Document:
----------
Xin Long Sept. 1, 2020, 5:59 a.m. UTC
This reverts commit deadb5b715227429a1879b187f5906b39151eca9.

As Patrick noticed, with that commit, teamd_port_check_enable()
would set the team port to the new state unconditionally, which
triggers another change message from kernel to userspace, then
teamd_port_check_enable() is called again to set the team port
to the new state.

This would go around and around to update the team port state,
and even cause teamd to consume 100% cpu.

As the issue caused by that commit is serious, it has to be
reverted. As for the issued fixed by that commit, I would
propose a new fix later.
---
 teamd/teamd_per_port.c | 8 ++++++--
 1 file changed, 6 insertions(+), 2 deletions(-)

Comments

Jiri Pirko Sept. 2, 2020, 8:15 a.m. UTC | #1
Tue, Sep 01, 2020 at 07:59:27AM CEST, lucien.xin@gmail.com wrote:
>This reverts commit deadb5b715227429a1879b187f5906b39151eca9.
----------
Coordinate annotation entries:
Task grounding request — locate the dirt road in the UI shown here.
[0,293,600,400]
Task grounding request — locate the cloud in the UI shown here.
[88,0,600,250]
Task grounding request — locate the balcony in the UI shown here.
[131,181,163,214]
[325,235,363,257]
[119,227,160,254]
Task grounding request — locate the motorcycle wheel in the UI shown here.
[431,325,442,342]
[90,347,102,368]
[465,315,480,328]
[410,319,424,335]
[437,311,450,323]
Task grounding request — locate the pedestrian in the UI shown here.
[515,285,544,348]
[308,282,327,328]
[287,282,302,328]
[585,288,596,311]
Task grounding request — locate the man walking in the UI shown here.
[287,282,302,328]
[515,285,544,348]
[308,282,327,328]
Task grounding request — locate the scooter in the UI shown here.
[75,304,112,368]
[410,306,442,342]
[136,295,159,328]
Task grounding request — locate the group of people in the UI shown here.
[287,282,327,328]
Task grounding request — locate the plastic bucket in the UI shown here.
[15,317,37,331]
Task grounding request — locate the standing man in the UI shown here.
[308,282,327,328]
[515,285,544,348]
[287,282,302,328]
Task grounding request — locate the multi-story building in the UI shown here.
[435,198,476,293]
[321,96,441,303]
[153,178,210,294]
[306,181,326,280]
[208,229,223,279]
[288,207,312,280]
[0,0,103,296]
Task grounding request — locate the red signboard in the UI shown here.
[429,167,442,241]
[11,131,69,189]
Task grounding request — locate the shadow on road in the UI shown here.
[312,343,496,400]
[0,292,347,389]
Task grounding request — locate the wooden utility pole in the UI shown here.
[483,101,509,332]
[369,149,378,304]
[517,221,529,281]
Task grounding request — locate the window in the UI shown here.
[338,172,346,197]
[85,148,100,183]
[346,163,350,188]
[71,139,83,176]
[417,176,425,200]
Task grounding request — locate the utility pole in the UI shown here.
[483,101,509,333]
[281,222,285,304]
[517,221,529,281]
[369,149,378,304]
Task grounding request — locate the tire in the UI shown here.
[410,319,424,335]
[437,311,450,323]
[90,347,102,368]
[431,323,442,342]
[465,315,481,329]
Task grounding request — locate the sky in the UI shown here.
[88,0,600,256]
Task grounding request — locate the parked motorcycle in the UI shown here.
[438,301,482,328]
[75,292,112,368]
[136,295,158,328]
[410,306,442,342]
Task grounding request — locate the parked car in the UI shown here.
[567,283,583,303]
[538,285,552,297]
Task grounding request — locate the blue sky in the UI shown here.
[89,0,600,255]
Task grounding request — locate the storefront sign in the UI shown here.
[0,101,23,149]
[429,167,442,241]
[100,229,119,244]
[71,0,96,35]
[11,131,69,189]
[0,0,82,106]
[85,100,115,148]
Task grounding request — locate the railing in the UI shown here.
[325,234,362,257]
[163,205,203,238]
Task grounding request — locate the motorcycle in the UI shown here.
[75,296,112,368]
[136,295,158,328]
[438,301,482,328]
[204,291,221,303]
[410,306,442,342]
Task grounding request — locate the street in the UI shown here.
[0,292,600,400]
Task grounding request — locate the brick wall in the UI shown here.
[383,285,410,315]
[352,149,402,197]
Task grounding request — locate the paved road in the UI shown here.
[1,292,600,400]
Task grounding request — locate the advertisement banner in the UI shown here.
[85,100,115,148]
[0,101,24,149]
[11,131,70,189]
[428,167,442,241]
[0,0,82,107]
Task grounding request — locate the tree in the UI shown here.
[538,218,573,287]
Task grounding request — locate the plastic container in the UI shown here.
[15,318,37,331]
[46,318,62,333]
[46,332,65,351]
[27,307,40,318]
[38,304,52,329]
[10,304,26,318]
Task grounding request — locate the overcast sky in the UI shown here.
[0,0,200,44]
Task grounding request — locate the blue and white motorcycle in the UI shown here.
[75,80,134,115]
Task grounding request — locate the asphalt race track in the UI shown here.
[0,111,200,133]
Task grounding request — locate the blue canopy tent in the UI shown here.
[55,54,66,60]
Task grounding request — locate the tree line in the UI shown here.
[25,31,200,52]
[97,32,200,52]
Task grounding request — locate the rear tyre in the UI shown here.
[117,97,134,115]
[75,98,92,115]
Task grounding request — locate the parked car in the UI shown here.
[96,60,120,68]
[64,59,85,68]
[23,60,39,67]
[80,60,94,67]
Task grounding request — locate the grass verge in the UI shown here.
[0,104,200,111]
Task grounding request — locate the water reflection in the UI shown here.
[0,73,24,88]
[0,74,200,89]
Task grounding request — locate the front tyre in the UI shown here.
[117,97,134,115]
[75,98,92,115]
----------
Objective 1: Reproduce the passage of the teamd revert thread between "would set the" and "insertions(+), 2 deletions(-)", inclusive.
Objective 2: Carry on the teamd revert thread, starting right after its final line.

Final answer 1:
would set the team port to the new state unconditionally, which
triggers another change message from kernel to userspace, then
teamd_port_check_enable() is called again to set the team port
to the new state.

This would go around and around to update the team port state,
and even cause teamd to consume 100% cpu.

As the issue caused by that commit is serious, it has to be
reverted. As for the issued fixed by that commit, I would
propose a new fix later.
---
 teamd/teamd_per_port.c | 8 ++++++--
 1 file changed, 6 insertions(+), 2 deletions(-)

Final answer 2:
>
>As Patrick noticed, with that commit, teamd_port_check_enable()
>would set the team port to the new state unconditionally, which
>triggers another change message from kernel to userspace, then
>teamd_port_check_enable() is called again to set the team port
>to the new state.
>
>This would go around and around to update the team port state,
>and even cause teamd to consume 100% cpu.
>
>As the issue caused by that commit is serious, it has to be
>reverted. As for the issued fixed by that commit, I would
>propose a new fix later.

Done. Thanks!

>---
> teamd/teamd_per_port.c | 8 ++++++--
> 1 file changed, 6 insertions(+), 2 deletions(-)
>
>diff --git a/teamd/teamd_per_port.c b/teamd/teamd_per_port.c
>index 166da57..d429753 100644
>--- a/teamd/teamd_per_port.c
>+++ b/teamd/teamd_per_port.c
>@@ -442,14 +442,18 @@ int teamd_port_check_enable(struct teamd_context *ctx,
> 			    bool should_enable, bool should_disable)
> {
> 	bool new_enabled_state;
>+	bool curr_enabled_state;
> 	int err;
> 
> 	if (!teamd_port_present(ctx, tdport))
> 		return 0;
>+	err = teamd_port_enabled(ctx, tdport, &curr_enabled_state);
>+	if (err)
>+		return err;
> 
>-	if (should_enable)
>+	if (!curr_enabled_state && should_enable)
> 		new_enabled_state = true;
>-	else if (should_disable)
>+	else if (curr_enabled_state && should_disable)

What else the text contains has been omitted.